| The records |
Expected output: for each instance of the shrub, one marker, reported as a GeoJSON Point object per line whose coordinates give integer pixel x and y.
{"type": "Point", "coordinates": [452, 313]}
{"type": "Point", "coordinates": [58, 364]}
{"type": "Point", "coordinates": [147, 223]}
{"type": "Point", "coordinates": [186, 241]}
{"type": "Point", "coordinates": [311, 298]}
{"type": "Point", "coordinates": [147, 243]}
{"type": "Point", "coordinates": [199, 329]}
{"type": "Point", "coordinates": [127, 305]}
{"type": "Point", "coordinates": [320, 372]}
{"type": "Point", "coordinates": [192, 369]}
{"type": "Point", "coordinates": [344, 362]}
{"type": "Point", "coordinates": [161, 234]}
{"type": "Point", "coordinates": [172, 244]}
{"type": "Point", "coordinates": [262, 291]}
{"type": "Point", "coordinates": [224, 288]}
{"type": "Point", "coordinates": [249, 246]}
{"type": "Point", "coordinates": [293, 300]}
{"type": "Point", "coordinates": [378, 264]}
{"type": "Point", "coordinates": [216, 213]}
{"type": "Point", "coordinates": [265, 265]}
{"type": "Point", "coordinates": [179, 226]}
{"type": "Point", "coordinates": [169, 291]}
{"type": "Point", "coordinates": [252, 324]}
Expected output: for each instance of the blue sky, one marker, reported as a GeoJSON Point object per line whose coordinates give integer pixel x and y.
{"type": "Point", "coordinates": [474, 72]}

| What you are asked to do |
Starting with the line containing "Expected output: for each instance of the blue" and going on through the last of the rows, write out every line again, adding 61 to each x and y coordinate in the points and leaving the other text as it stands.

| Result for this task |
Expected output: for each instance of the blue sky, one marker, reported as a GeoJSON Point object per line whose coordinates give integer pixel x and y.
{"type": "Point", "coordinates": [535, 133]}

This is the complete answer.